** Problem to work on **
Everything in the entries except the pictures should be repeated exactly.

BEGIN

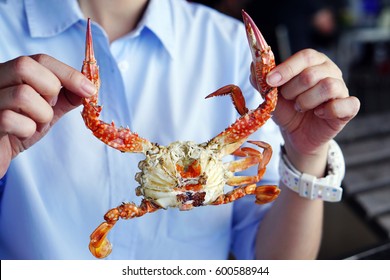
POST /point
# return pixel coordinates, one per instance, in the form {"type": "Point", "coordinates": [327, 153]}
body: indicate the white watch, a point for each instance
{"type": "Point", "coordinates": [308, 186]}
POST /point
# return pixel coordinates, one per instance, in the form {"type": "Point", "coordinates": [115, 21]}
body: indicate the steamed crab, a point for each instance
{"type": "Point", "coordinates": [185, 174]}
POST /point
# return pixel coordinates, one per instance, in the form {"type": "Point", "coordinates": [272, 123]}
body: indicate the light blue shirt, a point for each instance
{"type": "Point", "coordinates": [154, 80]}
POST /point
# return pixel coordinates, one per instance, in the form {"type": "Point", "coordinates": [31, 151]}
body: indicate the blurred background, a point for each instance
{"type": "Point", "coordinates": [355, 34]}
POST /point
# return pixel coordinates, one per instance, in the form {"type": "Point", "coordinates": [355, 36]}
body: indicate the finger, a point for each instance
{"type": "Point", "coordinates": [343, 109]}
{"type": "Point", "coordinates": [25, 70]}
{"type": "Point", "coordinates": [294, 65]}
{"type": "Point", "coordinates": [24, 100]}
{"type": "Point", "coordinates": [66, 101]}
{"type": "Point", "coordinates": [325, 90]}
{"type": "Point", "coordinates": [46, 75]}
{"type": "Point", "coordinates": [307, 79]}
{"type": "Point", "coordinates": [69, 77]}
{"type": "Point", "coordinates": [16, 124]}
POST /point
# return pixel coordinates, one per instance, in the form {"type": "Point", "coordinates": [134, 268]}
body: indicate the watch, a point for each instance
{"type": "Point", "coordinates": [327, 188]}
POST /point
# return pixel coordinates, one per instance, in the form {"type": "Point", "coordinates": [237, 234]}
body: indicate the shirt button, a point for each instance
{"type": "Point", "coordinates": [123, 65]}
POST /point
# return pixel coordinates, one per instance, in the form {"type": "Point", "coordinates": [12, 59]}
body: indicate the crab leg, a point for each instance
{"type": "Point", "coordinates": [264, 194]}
{"type": "Point", "coordinates": [99, 245]}
{"type": "Point", "coordinates": [263, 62]}
{"type": "Point", "coordinates": [119, 138]}
{"type": "Point", "coordinates": [254, 157]}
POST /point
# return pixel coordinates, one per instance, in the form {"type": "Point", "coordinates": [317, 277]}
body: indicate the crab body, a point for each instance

END

** Result of the task **
POST /point
# return pixel coordinates, one per instance, in the form {"type": "Point", "coordinates": [327, 153]}
body: indicate the white watch, a point for each instance
{"type": "Point", "coordinates": [308, 186]}
POST /point
# return pixel coordinates, one per instance, in the form {"type": "Point", "coordinates": [115, 21]}
body: indicate the steamed crab, a point for each instance
{"type": "Point", "coordinates": [185, 174]}
POST /point
# return pixel coordinates, one per instance, in the form {"type": "Point", "coordinates": [272, 123]}
body: indicate the light blue shirt, a point for each instance
{"type": "Point", "coordinates": [154, 80]}
POST /point
# return pixel coordinates, one per instance, in the form {"type": "Point", "coordinates": [31, 151]}
body: indicate the blurred background, a point for each instance
{"type": "Point", "coordinates": [355, 34]}
POST /point
# return pixel coordinates, one per instance, in the form {"type": "Point", "coordinates": [355, 36]}
body: indicate the finger, a point for each instance
{"type": "Point", "coordinates": [343, 109]}
{"type": "Point", "coordinates": [25, 70]}
{"type": "Point", "coordinates": [294, 65]}
{"type": "Point", "coordinates": [24, 100]}
{"type": "Point", "coordinates": [66, 101]}
{"type": "Point", "coordinates": [325, 90]}
{"type": "Point", "coordinates": [46, 75]}
{"type": "Point", "coordinates": [307, 79]}
{"type": "Point", "coordinates": [69, 77]}
{"type": "Point", "coordinates": [16, 124]}
POST /point
# return pixel coordinates, one per instance, in the form {"type": "Point", "coordinates": [134, 268]}
body: indicate the watch, a point for each instance
{"type": "Point", "coordinates": [327, 188]}
POST /point
# return pixel coordinates, one per instance, in the form {"type": "Point", "coordinates": [237, 234]}
body: indicate the shirt button, a point for each instance
{"type": "Point", "coordinates": [123, 65]}
POST /point
# return pixel coordinates, one per instance, in the form {"type": "Point", "coordinates": [12, 59]}
body: indicate the crab leg, a point for each instance
{"type": "Point", "coordinates": [264, 194]}
{"type": "Point", "coordinates": [99, 245]}
{"type": "Point", "coordinates": [263, 62]}
{"type": "Point", "coordinates": [119, 138]}
{"type": "Point", "coordinates": [254, 157]}
POST /point
# return pixel coordinates, one per instance, in the form {"type": "Point", "coordinates": [317, 277]}
body: indicate the crab body, a point for each instance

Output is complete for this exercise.